*** 読む文章 ***

当論文は、英語圏において、ミュージアムにおけるコミュニケーション概念がいかに理解されようとしてきたのかを明らかにすることを目標としている。本稿では、ミュージアムを通して来館者が意味を生成する多様なプロセスを「ミュージアムコミュニケーション(museum communication)」と名指すわけだが、同概念の歴史的な変遷を描く。とりわけ、1920年代以降の北米、イギリスの主要なミュージアム雑誌を分析対象としながら、そこに反映されたミュージアムにおけるコミュニケーション概念が、各時期のミュージアムを取り巻くメディア環境、社会情勢、学術的思潮といった異なる文脈の変化に応じて、いかなる言説上の布置を占めるにいたったのかを示す。そのうえで、従来以上に来館者とのコミュニケーションのあり方に注目が集まる現代のミュージアムにおいて、ミュージアムコミュニケーションの記述、分析を可能にする、新たな方法論的枠組みを提案するのが最終的な目標である。以下、順に各章の概要を紹介する。

 第一章では導入として、ミュージアムコミュニケーションを「問うこと」の意味とその重要性を明らかにする。というのも、同概念は日本ではミュージアムのアウトリーチといった認識が未だに根強いが、実際にはその理解を巡るせめぎ合いそれ自体が、ミュージアムの社会的役割の変容と表裏一体の関係を成してきたからである。ところが、本稿が対象とする英語圏のミュージアムにおいても、同概念の理解は「学習-消費」の硬直した二分法に基づく枠組みを越えるものではなかった。そこで上記に対して、英語圏のテレビの視聴者研究の方法論を参照にしながら、同概念が理解される過程へと定位することで、その背景にあるミュージアム観の変遷自体も明らかにするという本稿の方法論上の固有性を提示する。

*** 収録データ ***

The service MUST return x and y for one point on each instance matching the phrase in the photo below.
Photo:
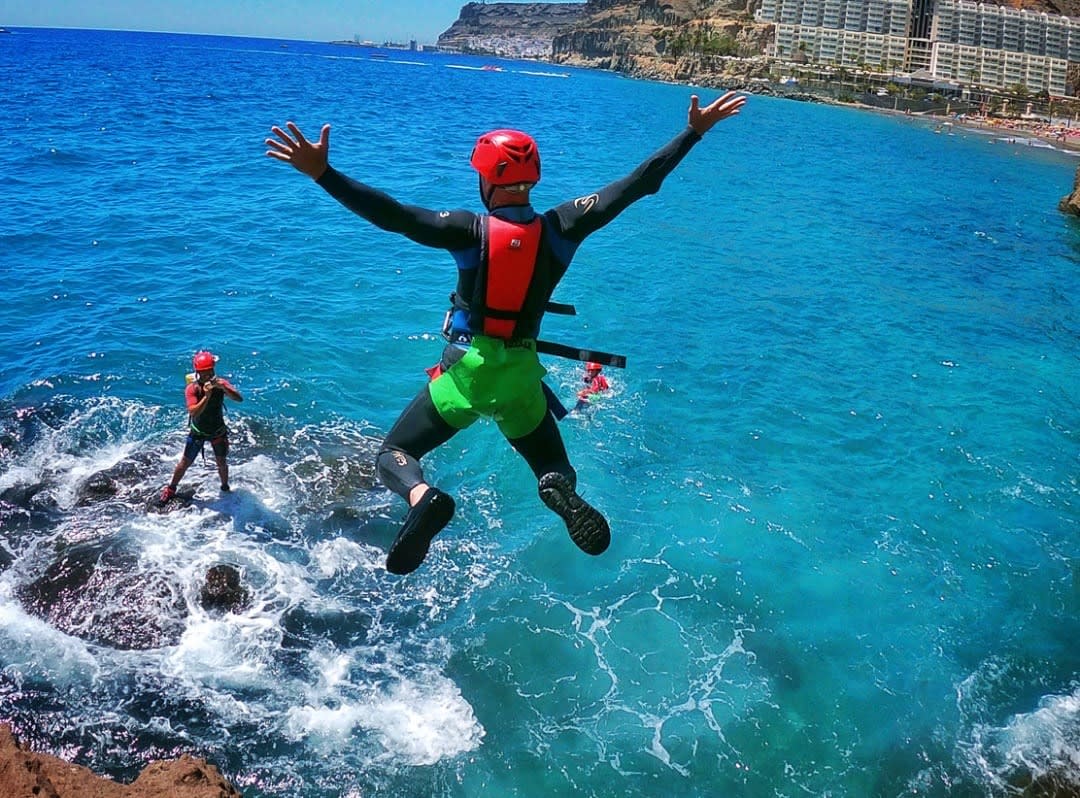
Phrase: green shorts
(493, 379)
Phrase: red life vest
(502, 296)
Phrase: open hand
(311, 159)
(703, 119)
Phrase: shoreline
(1062, 139)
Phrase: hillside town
(1015, 64)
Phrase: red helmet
(203, 361)
(505, 158)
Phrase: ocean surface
(841, 467)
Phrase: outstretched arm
(431, 228)
(703, 119)
(583, 216)
(311, 159)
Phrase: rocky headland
(27, 774)
(704, 42)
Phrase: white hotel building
(975, 43)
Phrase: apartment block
(969, 42)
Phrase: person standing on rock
(205, 401)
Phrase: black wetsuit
(420, 429)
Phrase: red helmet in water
(505, 158)
(203, 361)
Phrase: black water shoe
(588, 528)
(421, 525)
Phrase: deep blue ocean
(841, 468)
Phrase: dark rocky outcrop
(27, 774)
(1070, 203)
(97, 592)
(223, 591)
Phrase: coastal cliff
(513, 30)
(711, 42)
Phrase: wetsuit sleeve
(578, 218)
(443, 229)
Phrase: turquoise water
(841, 469)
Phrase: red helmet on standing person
(203, 361)
(507, 158)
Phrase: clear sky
(312, 19)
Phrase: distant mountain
(684, 40)
(517, 30)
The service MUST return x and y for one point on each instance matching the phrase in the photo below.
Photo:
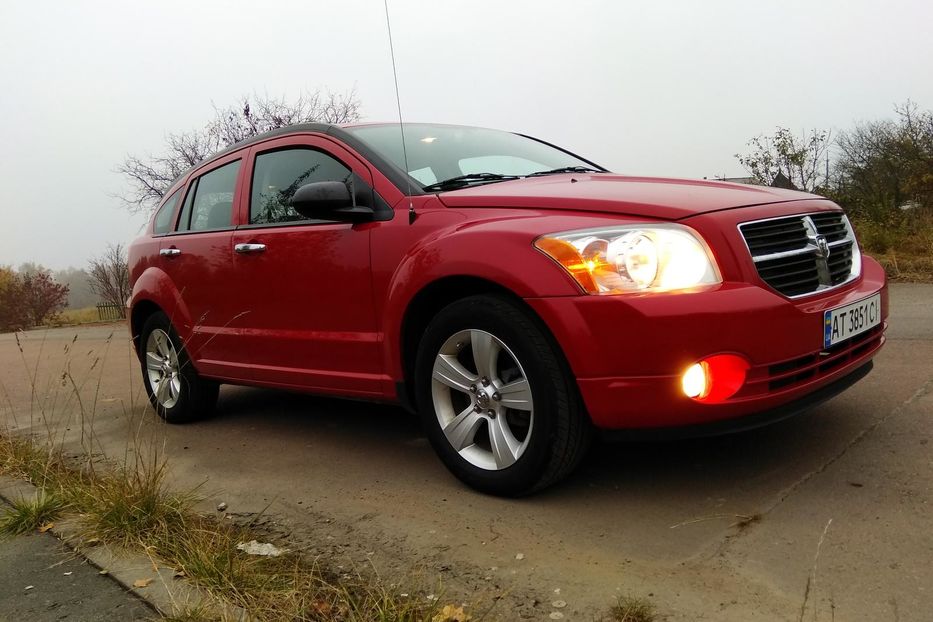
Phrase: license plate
(845, 322)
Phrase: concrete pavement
(839, 498)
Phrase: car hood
(668, 199)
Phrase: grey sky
(665, 88)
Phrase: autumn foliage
(29, 299)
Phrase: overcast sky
(666, 88)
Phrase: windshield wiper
(566, 169)
(464, 180)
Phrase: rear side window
(209, 204)
(163, 219)
(278, 174)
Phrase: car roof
(387, 168)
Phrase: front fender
(499, 250)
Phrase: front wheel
(497, 402)
(176, 391)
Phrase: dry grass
(133, 508)
(632, 609)
(130, 504)
(27, 515)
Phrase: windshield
(446, 157)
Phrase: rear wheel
(496, 400)
(176, 391)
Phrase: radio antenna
(401, 126)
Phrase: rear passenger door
(306, 284)
(197, 257)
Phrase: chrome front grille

***

| 課題の要件 |
[1] ミュージアムコミュニケーションについての文章のうち、「第一章では導入として、ミュー」から「方法論上の固有性を提示する。」までを、両端の語句も含めて一字一句そのまま引用しなさい。
[2] ミュージアムコミュニケーションについての文章の最後の文に続けて、その先の文章を書きなさい。
収録データの行は参照しなくてかまいません。

| 各課題の解答 |
[1]
第一章では導入として、ミュージアムコミュニケーションを「問うこと」の意味とその重要性を明らかにする。というのも、同概念は日本ではミュージアムのアウトリーチといった認識が未だに根強いが、実際にはその理解を巡るせめぎ合いそれ自体が、ミュージアムの社会的役割の変容と表裏一体の関係を成してきたからである。ところが、本稿が対象とする英語圏のミュージアムにおいても、同概念の理解は「学習-消費」の硬直した二分法に基づく枠組みを越えるものではなかった。そこで上記に対して、英語圏のテレビの視聴者研究の方法論を参照にしながら、同概念が理解される過程へと定位することで、その背景にあるミュージアム観の変遷自体も明らかにするという本稿の方法論上の固有性を提示する。

[2]
 第二章では、1930~1940年代の北米のミュージアムを取り巻く環境に注目する。1970年代にいたるまで、ミュージアムにおけるコミュニケーション概念への問いは主として北米を中心に提起されていくが、その前史としての位置づけを明らかにしたい。北米では、1950年代に当時のメディア・テクノロジーを背景としたメディア論的想像力の発露、1970年代に行動主義心理学の影響下でのコミュニケーション概念の規格化という二つの転換期を経験することになるが、それぞれその土壌となる、ミュージアムと地域メディアの協調関係、来館者の行為を理解する理論枠組みとしての心理学の導入が、1930年代から緩やかに進行していたことを確認する。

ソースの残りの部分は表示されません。